• [Passage shown]
════════════════════

An open API service indexing awesome lists of open source software.

https://github.com/chocolateloverraj/zfs-incremental-backup

Backup ZFS datasets to AWS S3 Glacier Deep to save forever
https://github.com/chocolateloverraj/zfs-incremental-backup

Last synced: 3 months ago
JSON representation

Backup ZFS datasets to AWS S3 Glacier Deep to save forever

Awesome Lists containing this project

README

        

# ZFS Incremental Backup
Backup ZFS datasets to AWS S3 Glacier Deep to save forever

## Requirements
- Cost-effective. Uses AWS in the cheapest way possible (well, there is room for improvement).
- Incremental, so you only upload the new data that previous uploads don't already have.

## What this is made for
- When you take photos and videos and you want to save them **forever**
- You want to have that 99.999999999% (idk about you but I round this up to 100%) data durability, so that even if your other backups are unaccessible you can still recover the photos later
- You don't urgently need the photos. You can wait 2 days, or even months, to re-download all the photos. It's not about being able to see the photos at a given time. It's about *being able* to see the photos, even if you never look at them again. Cuz you spent so long taking them and organizing them, that it would be sad if you lost them (even if you never look at them again).
- You will not be deleting or modifying the photos. This backup tool does not do data deduplication so modifying/deleting could result in extra backup space used.
- You are okay with the files not being compressed. This is fine for photos and videos cuz they are already optimally compressed anyways. Compression could be added to this tool but for now to keep it simple it will not compress/decompress.

════════════════════

• [What you need to do]
**1.** According to the ZFS backup page, where does the tool back up ZFS datasets?
**2.** Pick out each line in the listing that includes the string "guardia".
The listing comes from a source unrelated to the ZFS backup page.

════════════════════

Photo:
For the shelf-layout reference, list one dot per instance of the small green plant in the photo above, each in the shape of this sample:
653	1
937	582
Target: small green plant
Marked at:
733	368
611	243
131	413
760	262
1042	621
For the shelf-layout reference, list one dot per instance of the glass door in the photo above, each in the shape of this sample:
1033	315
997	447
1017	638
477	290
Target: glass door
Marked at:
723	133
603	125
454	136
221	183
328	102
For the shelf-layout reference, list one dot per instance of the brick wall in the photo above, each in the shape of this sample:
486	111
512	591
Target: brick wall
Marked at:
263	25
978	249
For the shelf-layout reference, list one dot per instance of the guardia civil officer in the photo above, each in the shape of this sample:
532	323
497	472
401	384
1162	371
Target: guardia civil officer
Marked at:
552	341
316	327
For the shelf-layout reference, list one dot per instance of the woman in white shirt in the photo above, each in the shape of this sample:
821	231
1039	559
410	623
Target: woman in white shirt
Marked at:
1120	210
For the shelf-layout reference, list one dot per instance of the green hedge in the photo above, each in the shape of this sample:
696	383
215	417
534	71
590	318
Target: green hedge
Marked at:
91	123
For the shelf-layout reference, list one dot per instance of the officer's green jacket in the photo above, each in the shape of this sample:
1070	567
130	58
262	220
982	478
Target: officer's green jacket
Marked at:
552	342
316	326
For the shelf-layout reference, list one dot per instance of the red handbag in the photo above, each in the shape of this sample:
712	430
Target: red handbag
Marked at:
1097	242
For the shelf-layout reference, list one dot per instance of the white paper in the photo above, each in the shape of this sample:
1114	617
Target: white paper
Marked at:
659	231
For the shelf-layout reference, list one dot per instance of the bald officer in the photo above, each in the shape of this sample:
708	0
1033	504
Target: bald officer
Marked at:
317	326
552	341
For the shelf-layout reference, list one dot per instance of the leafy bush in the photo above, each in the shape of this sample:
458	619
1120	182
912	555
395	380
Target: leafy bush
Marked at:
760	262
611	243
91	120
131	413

════════════════════

• [Solved problems]
**1.** AWS S3 Glacier Deep.

**2.**
For the shelf-layout reference, list one dot per instance of the guardia civil officer in the photo above, each in the shape of this sample:
Target: guardia civil officer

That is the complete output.